▼▼▼

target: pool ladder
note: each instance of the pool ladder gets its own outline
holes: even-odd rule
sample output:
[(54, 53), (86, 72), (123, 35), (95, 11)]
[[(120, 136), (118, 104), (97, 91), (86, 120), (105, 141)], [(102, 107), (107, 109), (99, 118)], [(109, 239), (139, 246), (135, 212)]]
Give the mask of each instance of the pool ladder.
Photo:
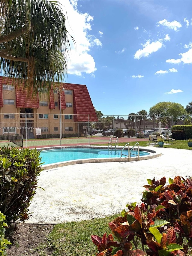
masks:
[[(136, 150), (136, 149), (135, 148), (135, 147), (136, 145), (138, 145), (138, 148), (137, 150), (138, 151), (138, 155), (137, 155), (136, 154), (134, 154), (134, 153), (132, 152), (131, 151), (134, 151), (135, 150)], [(123, 151), (124, 150), (126, 150), (125, 149), (125, 147), (126, 146), (128, 146), (128, 155), (125, 155), (124, 154), (123, 154)], [(131, 149), (130, 149), (129, 146), (129, 143), (128, 142), (126, 143), (125, 145), (124, 146), (122, 151), (121, 151), (121, 157), (122, 157), (122, 155), (124, 155), (125, 156), (126, 156), (128, 158), (129, 160), (129, 162), (130, 161), (130, 158), (131, 158), (131, 157), (130, 156), (130, 153), (131, 153), (132, 155), (135, 155), (138, 158), (138, 161), (139, 161), (139, 144), (138, 142), (136, 142), (136, 143), (135, 144), (134, 146)], [(136, 150), (137, 151), (137, 150)]]

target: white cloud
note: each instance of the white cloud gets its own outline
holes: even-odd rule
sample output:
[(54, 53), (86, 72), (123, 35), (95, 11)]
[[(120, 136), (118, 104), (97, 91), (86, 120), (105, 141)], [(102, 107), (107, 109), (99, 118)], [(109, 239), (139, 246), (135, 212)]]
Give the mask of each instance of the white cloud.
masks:
[(124, 53), (124, 51), (126, 49), (125, 48), (123, 48), (121, 51), (116, 51), (115, 53)]
[(100, 35), (99, 36), (100, 36), (101, 37), (103, 35), (103, 32), (102, 32), (101, 31), (99, 31), (98, 33), (99, 33), (99, 34)]
[(176, 68), (170, 68), (169, 70), (170, 72), (172, 72), (173, 73), (175, 73), (175, 72), (178, 72)]
[[(158, 24), (160, 24), (163, 26), (165, 26), (171, 29), (174, 29), (175, 31), (178, 31), (178, 29), (179, 28), (181, 28), (182, 26), (181, 23), (178, 21), (177, 21), (176, 20), (174, 20), (173, 21), (170, 22), (164, 19), (162, 20), (160, 20), (160, 21), (159, 21), (157, 23)], [(159, 25), (158, 25), (158, 26), (159, 26)]]
[(178, 90), (174, 90), (174, 89), (172, 89), (170, 92), (165, 92), (165, 94), (172, 94), (172, 93), (177, 93), (178, 92), (182, 92), (183, 91), (182, 91), (181, 90), (180, 90), (179, 89)]
[(146, 44), (142, 45), (142, 49), (139, 49), (135, 53), (134, 59), (139, 59), (141, 57), (148, 57), (149, 54), (158, 51), (162, 46), (163, 44), (159, 41), (152, 42), (150, 44), (148, 40)]
[(187, 23), (187, 24), (186, 24), (186, 26), (187, 28), (188, 28), (189, 26), (189, 21), (186, 18), (185, 18), (183, 20), (185, 22), (186, 22)]
[(76, 0), (59, 2), (64, 6), (64, 13), (65, 15), (67, 13), (67, 29), (75, 41), (74, 44), (70, 40), (71, 49), (68, 60), (68, 73), (82, 76), (85, 73), (93, 73), (97, 68), (89, 52), (93, 47), (102, 45), (100, 41), (90, 32), (93, 17), (88, 13), (80, 12), (77, 9)]
[(165, 74), (166, 73), (168, 73), (168, 72), (167, 70), (159, 70), (159, 71), (157, 71), (154, 73), (154, 75), (158, 75), (159, 74), (162, 75), (163, 74)]
[(170, 41), (170, 37), (169, 36), (168, 34), (167, 34), (165, 36), (164, 38), (164, 40), (165, 41)]
[(172, 64), (178, 64), (182, 62), (184, 64), (190, 64), (192, 63), (192, 43), (190, 42), (188, 45), (185, 45), (184, 48), (190, 49), (186, 53), (179, 53), (178, 55), (179, 56), (181, 56), (181, 59), (167, 59), (166, 62)]
[(131, 77), (133, 77), (133, 78), (142, 78), (142, 77), (144, 77), (144, 76), (141, 76), (140, 75), (135, 76), (134, 75), (133, 76), (132, 76)]
[(171, 63), (172, 64), (178, 64), (181, 62), (180, 59), (167, 59), (166, 62), (167, 63)]

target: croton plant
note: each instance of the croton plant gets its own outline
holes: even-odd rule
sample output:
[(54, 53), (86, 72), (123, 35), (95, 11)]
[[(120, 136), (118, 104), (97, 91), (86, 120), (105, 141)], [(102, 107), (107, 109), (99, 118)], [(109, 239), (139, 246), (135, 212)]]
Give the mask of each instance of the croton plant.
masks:
[(192, 179), (147, 180), (142, 202), (109, 223), (112, 234), (92, 236), (97, 256), (192, 255)]

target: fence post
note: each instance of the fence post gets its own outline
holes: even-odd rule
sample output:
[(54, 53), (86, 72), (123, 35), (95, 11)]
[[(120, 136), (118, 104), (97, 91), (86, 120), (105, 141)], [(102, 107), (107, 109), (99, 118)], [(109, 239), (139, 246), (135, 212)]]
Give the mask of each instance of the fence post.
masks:
[[(88, 128), (89, 130), (89, 145), (90, 145), (90, 127), (89, 126), (89, 115), (88, 115)], [(91, 133), (92, 134), (92, 131)]]
[(25, 145), (27, 147), (27, 113), (25, 113)]

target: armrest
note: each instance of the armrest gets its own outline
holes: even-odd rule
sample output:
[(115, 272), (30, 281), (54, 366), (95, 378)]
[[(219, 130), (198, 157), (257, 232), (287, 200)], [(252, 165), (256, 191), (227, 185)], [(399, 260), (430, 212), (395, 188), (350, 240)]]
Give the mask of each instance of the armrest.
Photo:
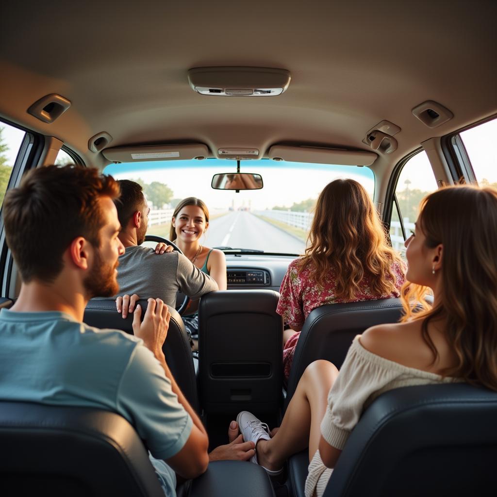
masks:
[(192, 482), (190, 497), (274, 497), (267, 474), (259, 466), (242, 461), (215, 461)]

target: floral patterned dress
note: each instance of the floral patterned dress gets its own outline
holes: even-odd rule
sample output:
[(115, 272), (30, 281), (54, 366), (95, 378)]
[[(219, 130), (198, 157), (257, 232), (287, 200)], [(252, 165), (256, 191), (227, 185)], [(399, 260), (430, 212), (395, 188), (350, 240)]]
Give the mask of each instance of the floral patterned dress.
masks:
[[(280, 289), (279, 302), (276, 312), (283, 317), (283, 321), (291, 326), (302, 327), (311, 311), (316, 307), (327, 304), (342, 304), (344, 302), (358, 302), (363, 300), (376, 300), (400, 297), (401, 287), (405, 281), (405, 266), (403, 263), (393, 262), (392, 268), (395, 275), (394, 284), (397, 291), (383, 295), (374, 294), (370, 288), (369, 281), (364, 278), (359, 283), (359, 291), (352, 300), (338, 298), (335, 294), (335, 273), (330, 271), (323, 288), (320, 288), (310, 276), (314, 265), (308, 264), (300, 273), (298, 264), (300, 259), (292, 261), (283, 278)], [(390, 278), (390, 276), (387, 276)], [(300, 335), (298, 331), (293, 335), (285, 344), (283, 351), (283, 374), (285, 381), (290, 376), (290, 369), (293, 361), (295, 347)]]

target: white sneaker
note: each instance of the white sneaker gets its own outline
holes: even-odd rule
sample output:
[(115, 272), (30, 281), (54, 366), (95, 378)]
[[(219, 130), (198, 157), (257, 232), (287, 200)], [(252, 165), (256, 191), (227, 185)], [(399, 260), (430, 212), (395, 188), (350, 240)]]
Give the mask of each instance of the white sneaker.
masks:
[[(251, 413), (243, 411), (237, 416), (237, 422), (242, 433), (244, 442), (253, 442), (256, 445), (260, 440), (270, 440), (268, 433), (269, 427), (265, 423), (262, 422)], [(258, 464), (257, 452), (250, 458), (250, 462)]]

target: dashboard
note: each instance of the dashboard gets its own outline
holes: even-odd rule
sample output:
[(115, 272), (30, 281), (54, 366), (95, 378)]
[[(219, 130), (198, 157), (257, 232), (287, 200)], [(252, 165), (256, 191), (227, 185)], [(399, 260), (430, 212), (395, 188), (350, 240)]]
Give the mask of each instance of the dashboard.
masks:
[(279, 292), (293, 255), (227, 254), (228, 290), (274, 290)]

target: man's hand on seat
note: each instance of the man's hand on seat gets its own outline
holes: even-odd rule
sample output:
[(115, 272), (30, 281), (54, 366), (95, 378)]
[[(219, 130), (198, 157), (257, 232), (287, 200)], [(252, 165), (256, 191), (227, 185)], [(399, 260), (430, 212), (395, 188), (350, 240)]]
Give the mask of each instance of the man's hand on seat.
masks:
[(209, 460), (212, 461), (248, 461), (255, 453), (253, 442), (244, 442), (241, 434), (239, 434), (238, 425), (232, 421), (228, 430), (230, 443), (216, 447), (209, 454)]
[(126, 319), (128, 314), (131, 314), (135, 310), (135, 306), (140, 300), (140, 297), (134, 293), (131, 297), (128, 295), (119, 296), (116, 299), (116, 309), (117, 312), (122, 313), (123, 319)]
[(148, 305), (143, 323), (140, 323), (142, 306), (139, 304), (136, 306), (133, 317), (133, 333), (143, 340), (145, 346), (158, 359), (164, 360), (162, 346), (167, 336), (171, 313), (160, 299), (149, 299), (147, 302)]
[(165, 244), (164, 242), (161, 242), (157, 244), (156, 247), (156, 253), (164, 253), (165, 252), (172, 252), (174, 249), (171, 245)]

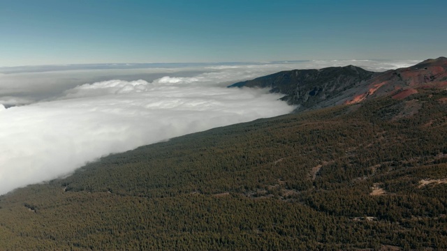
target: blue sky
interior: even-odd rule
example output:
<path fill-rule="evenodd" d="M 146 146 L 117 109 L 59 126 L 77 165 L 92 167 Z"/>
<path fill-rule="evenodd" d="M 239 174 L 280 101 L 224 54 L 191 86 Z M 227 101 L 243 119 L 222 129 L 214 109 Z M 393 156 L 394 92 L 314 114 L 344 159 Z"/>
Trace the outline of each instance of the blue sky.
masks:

▲▲▲

TASK TO COMPLETE:
Rewrite the listing starting at the line containing "target: man's hand on seat" and ending at the line containing "313), (123, 319)]", adding 108 to every x and y coordinate in the mask outlines and leaving all other lines, including the sample output, unchanged.

EXPECTED OUTPUT:
target: man's hand on seat
note: each instance of the man's hand on seat gets its own outline
holes: even-odd rule
sample output:
[(115, 272), (30, 281), (54, 366), (95, 378)]
[[(219, 130), (198, 157), (257, 232), (287, 200)], [(252, 165), (256, 191), (227, 185)], [(399, 260), (430, 212), (395, 188), (350, 240)]]
Give the mask of each instance of the man's hand on seat.
masks:
[(317, 568), (320, 569), (356, 569), (363, 561), (361, 550), (352, 550), (349, 542), (347, 542), (346, 533), (340, 529), (336, 538), (338, 551), (324, 555), (317, 562)]
[(234, 427), (236, 422), (239, 422), (243, 418), (243, 414), (248, 408), (248, 405), (242, 401), (239, 405), (236, 403), (227, 404), (224, 407), (224, 417), (225, 420), (230, 421), (231, 427)]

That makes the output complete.